## [WHAT THE EXERCISE ASKS]
Locate every line in the material below that contains the word "white" and copy each of those lines.

Begin DATA PROVIDED

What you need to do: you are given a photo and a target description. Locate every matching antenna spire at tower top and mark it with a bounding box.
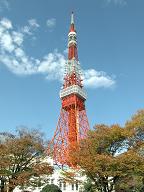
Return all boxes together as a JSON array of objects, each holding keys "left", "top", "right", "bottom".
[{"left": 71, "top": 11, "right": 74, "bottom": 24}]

End DATA PROVIDED
Begin DATA PROVIDED

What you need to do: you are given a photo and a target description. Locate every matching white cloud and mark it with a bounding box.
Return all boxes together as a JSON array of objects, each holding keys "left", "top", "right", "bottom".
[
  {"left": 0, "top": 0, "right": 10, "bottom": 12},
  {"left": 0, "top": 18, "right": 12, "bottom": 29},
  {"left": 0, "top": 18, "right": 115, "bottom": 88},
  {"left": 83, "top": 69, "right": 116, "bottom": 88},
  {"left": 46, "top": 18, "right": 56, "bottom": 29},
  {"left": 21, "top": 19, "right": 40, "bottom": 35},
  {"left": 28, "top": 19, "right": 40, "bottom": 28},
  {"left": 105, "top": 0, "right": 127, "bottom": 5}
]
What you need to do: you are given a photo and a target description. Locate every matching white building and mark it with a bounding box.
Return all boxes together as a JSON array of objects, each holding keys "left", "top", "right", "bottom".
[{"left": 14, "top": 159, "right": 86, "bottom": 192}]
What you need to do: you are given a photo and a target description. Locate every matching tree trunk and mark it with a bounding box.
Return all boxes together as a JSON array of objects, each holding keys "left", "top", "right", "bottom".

End DATA PROVIDED

## [THE ANSWER]
What you need to do: you are given a photo and a target description. Locate every matching white cloud and mark it with a bounding box.
What you need to do: you are given a photo and a target description. Locate every matching white building and mark it with a bounding box.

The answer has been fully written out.